SOURCE DATA =
-------------------------

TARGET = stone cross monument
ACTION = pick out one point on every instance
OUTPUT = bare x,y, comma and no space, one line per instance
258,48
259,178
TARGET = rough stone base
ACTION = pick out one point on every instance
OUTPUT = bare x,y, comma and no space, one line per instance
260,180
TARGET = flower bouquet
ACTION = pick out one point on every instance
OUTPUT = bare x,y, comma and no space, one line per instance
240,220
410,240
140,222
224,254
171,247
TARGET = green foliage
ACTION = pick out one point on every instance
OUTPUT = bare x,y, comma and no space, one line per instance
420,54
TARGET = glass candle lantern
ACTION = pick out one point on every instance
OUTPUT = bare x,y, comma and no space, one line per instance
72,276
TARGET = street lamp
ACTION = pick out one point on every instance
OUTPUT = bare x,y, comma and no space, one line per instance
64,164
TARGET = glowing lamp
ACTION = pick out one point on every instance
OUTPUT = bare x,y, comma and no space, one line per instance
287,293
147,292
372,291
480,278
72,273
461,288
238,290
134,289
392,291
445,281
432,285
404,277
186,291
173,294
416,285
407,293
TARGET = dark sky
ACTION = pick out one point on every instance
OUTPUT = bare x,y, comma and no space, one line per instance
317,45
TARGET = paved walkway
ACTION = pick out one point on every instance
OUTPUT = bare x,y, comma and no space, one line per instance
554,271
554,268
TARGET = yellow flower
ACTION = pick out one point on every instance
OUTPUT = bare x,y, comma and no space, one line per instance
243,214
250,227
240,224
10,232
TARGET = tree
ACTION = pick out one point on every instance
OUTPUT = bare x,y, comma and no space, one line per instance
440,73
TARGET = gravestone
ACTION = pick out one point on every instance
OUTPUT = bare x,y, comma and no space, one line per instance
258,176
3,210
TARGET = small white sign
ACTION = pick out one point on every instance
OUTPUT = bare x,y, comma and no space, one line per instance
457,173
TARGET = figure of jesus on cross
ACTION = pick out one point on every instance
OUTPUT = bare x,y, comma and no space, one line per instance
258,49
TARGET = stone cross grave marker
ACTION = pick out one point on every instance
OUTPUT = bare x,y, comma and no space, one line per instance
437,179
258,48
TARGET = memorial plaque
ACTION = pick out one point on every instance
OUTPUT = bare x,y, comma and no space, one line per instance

-------------------------

TASK OBJECTIVE = Return every line exactly.

COMPLETE OUTPUT =
TARGET = stone cross monument
ACTION = pick out one point on every instance
OUTPUT = bare x,y, comma and no space, one line per instance
258,48
259,178
TARGET = rough stone base
ACTION = pick out one point on every instance
OUTPUT = bare x,y, comma and no space, one line per instance
260,180
TARGET = flower bouquet
ACTION = pick out one point on every instance
OUTPUT = bare x,y, comma and no space, one line per instance
240,220
410,240
140,222
224,254
171,247
TARGET = green foliage
ACTION = pick out one point on every instance
OUTPUT = bare x,y, comma and no space, one line per instance
420,54
TARGET = glass candle lantern
ACTION = pick out one point on every instance
OUTPUT = bare x,y, comma and no space, one line per instance
72,276
TARGET = street lamp
ACTION = pick out one point on every instance
OUTPUT = bare x,y, comma and no space, one line per instance
64,164
TARGET = glowing lamp
ACTION = pick out one point on every instance
OUTPUT = bare x,y, comma and no space, one line per instance
287,293
147,292
372,291
480,278
72,273
461,288
238,290
134,289
392,291
445,281
432,285
404,277
186,291
173,294
416,285
407,293
TARGET = dark sky
ACTION = pick out one point on every instance
OUTPUT = bare x,y, comma and no space, one line per instance
317,45
TARGET = paved walkway
ACTION = pick out one point on every instance
OUTPUT = bare x,y, comma and no space, one line per instance
554,271
554,268
TARGET = yellow flower
ACTION = pick out one point on every instance
OUTPUT = bare x,y, comma and no space, one line per instance
243,214
250,227
240,224
10,232
TARGET = tree
ACTION = pick out one point on every instance
OUTPUT = bare x,y, comma and no space, one line per instance
440,73
TARGET = gravestone
ACTION = pick out one point on every instance
OUTPUT = bare x,y, comma and no space, one line per instance
258,176
3,210
TARGET = small white sign
ACTION = pick out one point on every instance
OUTPUT = bare x,y, comma and no space, one line per instance
457,173
TARGET = figure of jesus on cross
ACTION = pick out one point on every instance
OUTPUT = bare x,y, comma and no space, one line per instance
258,49
TARGET = stone cross grave marker
ACTION = pick out one point on every instance
OUTPUT = bare x,y, comma and no space, one line per instance
437,179
258,48
TARGET = memorial plaque
ACTION = pick out one point on every instance
OUTPUT = bare x,y, comma and no space, one line per instance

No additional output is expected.